§ Kurze Übung A
Ermitteln Sie, in wie vielen Zeilen der Liste die Zeichenfolge "green" vorkommt, wobei Groß- und Kleinschreibung beachtet wird. Geben Sie ausschließlich die Anzahl an.

§ Gezeigter Auszug
********
Erinnerungen an eine Einsegnung vor 50 Jahren

Es kommt nicht mehr häufig vor, dass in der Martin-Luther-Gedächtniskirche in Mariendorf Gottesdienst gefeiert wird. Die denkmalgeschützte Kirche, die vor allem wegen ihrer aus den 1930er Jahren stammenden NS-Symbolik bekannt ist, ist baufällig und wird gerade saniert. Die Gemeinde trifft sich hier nur noch zu besonderen Festtagen – wie am gestrigen Sonntag zur Goldenen Konfirmation.

Mehr als 100 Konfirmanden hatte die Gemeinde damals vor 50 Jahren, schätzt Pfarrer Thomas Pretki. Viele sind weggezogen, einige verstorben. Manch einer wohl hat kein Interesse mehr an der Kirche. Schließlich ist nur Gisela Anders, die damals noch Kunert hieß, gekommen. Zur Feier hat die 65-Jährige ein Album mit alten Fotos mitgebracht: Bilder, die die junge Frau in schwarzem Kleid und mit Blumenstrauß vor der Kirche zeigen. Bilder, auf denen die Familie an einer Kaffeetafel in ihrer Wohnstube sitzt.
********
§ Vorgegebene Einträge

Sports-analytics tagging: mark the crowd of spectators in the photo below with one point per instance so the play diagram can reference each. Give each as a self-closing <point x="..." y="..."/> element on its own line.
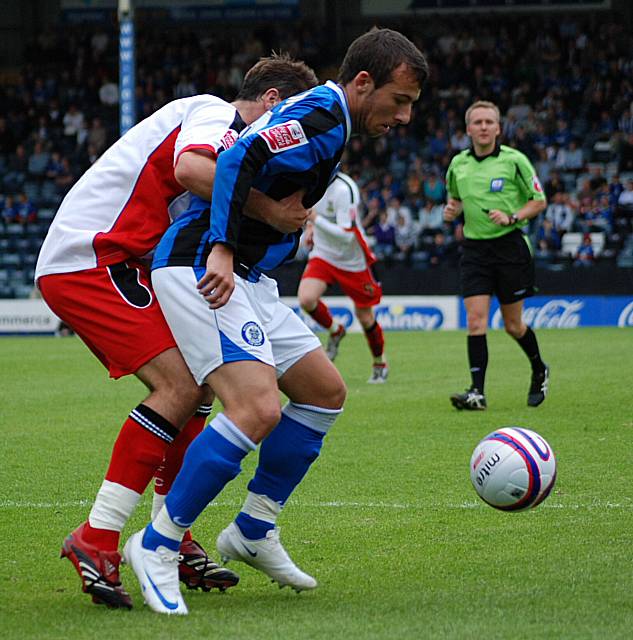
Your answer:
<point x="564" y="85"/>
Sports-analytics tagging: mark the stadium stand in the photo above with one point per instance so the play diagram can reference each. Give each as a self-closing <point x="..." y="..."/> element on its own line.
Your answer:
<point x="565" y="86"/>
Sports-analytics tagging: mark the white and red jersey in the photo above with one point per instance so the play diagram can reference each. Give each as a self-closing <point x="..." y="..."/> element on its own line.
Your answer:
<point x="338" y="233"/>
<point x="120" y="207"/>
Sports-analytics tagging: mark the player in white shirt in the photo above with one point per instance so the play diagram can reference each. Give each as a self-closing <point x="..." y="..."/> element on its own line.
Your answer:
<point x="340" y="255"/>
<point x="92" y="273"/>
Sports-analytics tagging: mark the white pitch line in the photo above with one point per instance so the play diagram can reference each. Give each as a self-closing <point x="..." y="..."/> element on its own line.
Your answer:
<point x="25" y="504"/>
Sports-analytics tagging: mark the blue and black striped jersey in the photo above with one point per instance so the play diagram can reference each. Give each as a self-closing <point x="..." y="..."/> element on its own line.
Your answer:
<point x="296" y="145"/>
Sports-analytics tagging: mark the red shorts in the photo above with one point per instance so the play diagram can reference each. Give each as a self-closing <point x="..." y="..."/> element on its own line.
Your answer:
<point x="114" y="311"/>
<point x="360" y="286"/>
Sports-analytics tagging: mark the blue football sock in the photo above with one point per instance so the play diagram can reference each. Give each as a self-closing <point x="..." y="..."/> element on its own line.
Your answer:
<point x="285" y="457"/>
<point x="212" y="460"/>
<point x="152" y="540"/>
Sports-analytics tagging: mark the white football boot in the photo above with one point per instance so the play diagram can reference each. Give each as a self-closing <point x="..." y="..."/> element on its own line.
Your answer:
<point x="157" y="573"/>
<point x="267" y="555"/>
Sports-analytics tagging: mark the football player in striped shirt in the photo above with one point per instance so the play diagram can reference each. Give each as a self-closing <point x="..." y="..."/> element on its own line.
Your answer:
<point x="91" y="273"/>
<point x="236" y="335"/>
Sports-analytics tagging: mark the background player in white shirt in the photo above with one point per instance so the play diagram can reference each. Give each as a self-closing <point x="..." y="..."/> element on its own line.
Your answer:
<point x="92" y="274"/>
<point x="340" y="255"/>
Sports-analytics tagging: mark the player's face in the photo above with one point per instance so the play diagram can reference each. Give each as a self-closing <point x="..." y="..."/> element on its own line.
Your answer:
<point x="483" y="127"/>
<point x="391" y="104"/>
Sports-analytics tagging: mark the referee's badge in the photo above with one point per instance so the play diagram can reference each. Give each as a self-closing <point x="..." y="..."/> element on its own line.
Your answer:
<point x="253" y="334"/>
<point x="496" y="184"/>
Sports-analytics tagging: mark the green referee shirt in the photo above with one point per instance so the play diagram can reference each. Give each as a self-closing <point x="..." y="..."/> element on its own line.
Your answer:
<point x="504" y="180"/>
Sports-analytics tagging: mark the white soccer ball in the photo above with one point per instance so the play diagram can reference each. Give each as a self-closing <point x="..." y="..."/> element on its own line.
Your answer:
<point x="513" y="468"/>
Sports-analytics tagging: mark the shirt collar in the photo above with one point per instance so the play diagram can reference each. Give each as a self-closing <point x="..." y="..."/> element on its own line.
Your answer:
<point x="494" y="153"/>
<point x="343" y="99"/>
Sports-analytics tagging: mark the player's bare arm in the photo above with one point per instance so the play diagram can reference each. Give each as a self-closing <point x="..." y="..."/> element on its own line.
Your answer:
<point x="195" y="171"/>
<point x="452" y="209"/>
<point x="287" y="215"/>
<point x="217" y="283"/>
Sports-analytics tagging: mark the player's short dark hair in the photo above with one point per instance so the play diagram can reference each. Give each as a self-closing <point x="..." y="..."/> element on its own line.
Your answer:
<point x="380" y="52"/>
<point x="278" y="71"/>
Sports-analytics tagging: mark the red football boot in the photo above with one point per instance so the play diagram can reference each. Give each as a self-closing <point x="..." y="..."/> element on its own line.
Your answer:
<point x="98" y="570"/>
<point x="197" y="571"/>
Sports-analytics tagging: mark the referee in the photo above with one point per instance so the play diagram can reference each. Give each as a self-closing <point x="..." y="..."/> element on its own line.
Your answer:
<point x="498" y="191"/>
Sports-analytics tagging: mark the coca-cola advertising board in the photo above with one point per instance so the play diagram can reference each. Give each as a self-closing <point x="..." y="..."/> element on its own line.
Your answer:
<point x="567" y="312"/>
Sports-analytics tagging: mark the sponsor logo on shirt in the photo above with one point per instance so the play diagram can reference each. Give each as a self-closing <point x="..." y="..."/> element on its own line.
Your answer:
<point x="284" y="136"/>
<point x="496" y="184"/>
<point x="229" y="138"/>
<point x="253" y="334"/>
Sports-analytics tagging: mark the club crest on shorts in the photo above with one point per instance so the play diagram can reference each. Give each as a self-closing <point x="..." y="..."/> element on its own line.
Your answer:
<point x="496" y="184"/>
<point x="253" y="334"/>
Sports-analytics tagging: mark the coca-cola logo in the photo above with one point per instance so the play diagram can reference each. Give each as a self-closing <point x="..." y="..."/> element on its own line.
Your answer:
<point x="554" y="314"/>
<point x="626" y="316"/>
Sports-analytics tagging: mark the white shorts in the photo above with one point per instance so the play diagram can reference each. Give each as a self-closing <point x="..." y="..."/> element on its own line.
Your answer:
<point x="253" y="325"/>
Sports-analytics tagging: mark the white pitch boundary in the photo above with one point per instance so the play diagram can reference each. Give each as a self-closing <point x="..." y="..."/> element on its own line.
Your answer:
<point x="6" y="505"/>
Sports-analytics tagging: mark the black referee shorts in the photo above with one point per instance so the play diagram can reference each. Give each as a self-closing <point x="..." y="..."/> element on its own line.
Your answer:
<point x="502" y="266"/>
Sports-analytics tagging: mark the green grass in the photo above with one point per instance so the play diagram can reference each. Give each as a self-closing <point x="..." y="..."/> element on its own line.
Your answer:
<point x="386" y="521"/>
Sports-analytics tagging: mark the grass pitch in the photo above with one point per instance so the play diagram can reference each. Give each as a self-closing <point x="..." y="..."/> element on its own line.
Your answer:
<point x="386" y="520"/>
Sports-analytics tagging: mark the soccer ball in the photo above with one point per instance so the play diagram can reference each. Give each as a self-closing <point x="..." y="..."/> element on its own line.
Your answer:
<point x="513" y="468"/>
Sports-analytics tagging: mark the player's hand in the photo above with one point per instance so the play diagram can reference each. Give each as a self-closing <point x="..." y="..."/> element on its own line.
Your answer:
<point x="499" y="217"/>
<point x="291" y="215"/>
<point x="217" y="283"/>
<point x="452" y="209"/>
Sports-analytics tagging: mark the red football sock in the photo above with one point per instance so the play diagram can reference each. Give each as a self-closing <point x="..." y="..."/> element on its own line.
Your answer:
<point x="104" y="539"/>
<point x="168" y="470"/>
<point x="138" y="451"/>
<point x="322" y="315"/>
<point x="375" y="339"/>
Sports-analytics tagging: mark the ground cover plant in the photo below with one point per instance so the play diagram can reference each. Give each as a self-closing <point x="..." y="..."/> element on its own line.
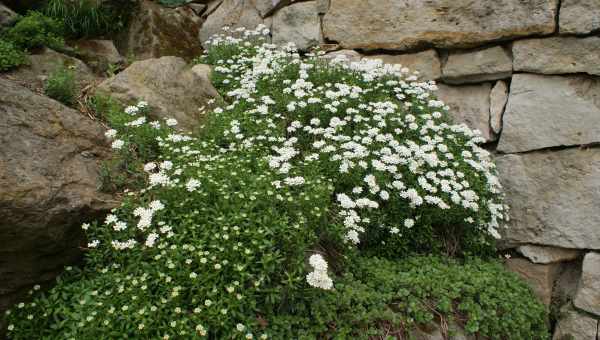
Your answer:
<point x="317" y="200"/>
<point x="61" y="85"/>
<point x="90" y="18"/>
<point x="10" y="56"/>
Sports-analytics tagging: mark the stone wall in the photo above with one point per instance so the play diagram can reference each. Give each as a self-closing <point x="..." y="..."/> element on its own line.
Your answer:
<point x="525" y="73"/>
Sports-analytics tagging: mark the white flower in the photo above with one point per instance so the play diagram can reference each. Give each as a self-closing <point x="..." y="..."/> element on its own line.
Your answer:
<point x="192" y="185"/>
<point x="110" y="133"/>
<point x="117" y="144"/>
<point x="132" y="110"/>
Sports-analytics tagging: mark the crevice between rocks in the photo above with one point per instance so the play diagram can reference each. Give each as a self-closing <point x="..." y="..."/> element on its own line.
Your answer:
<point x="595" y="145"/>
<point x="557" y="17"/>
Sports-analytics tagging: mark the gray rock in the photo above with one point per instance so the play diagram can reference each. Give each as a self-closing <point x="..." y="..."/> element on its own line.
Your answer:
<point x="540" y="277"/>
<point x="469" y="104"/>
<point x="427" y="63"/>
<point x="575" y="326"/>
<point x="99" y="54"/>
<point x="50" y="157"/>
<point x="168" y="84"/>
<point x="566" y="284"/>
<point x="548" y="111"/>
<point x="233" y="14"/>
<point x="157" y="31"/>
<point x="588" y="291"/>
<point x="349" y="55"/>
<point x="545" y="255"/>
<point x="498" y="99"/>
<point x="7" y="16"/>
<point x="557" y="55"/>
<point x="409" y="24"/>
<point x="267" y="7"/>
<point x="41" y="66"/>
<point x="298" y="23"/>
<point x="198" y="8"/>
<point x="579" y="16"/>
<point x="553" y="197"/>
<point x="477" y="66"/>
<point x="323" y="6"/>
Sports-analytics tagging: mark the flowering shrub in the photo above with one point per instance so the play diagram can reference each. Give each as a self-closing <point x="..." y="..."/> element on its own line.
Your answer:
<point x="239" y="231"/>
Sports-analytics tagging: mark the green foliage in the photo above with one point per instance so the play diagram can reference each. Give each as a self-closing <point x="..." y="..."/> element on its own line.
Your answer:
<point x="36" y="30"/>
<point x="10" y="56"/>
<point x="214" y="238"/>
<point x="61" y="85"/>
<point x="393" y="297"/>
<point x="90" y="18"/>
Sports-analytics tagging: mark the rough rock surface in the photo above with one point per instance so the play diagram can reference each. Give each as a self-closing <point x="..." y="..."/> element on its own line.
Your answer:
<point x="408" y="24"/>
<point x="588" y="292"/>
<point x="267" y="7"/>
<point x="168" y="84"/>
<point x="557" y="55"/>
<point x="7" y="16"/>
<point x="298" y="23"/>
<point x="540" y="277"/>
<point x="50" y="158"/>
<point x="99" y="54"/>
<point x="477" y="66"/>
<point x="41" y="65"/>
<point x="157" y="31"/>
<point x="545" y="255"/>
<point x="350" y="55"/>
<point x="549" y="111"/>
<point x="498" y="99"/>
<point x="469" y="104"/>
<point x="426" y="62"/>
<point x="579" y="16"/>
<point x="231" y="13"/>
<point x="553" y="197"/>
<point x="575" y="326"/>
********
§ Kurze Übung B
Prüfen Sie anhand des oben gezeigten Auszugs über die Goldene Konfirmation, ob die folgenden Aussagen zutreffen: (i) Die Martin-Luther-Gedächtniskirche wird gerade saniert. (ii) Pfarrer Thomas Pretki schätzt, dass die Gemeinde damals mehr als 100 Konfirmanden hatte. (iii) Zur Feier erschienen drei ehemalige Konfirmanden. Antworten Sie jeweils mit Ja oder Nein und zitieren Sie die entscheidenden Worte des Auszugs wörtlich.

§ Richtige Antwort A
3

§ Richtige Antwort B
(i) Ja: „ist baufällig und wird gerade saniert“
(ii) Ja: „Mehr als 100 Konfirmanden hatte die Gemeinde damals vor 50 Jahren, schätzt Pfarrer Thomas Pretki“
(iii) Nein: „Schließlich ist nur Gisela Anders, die damals noch Kunert hieß, gekommen.“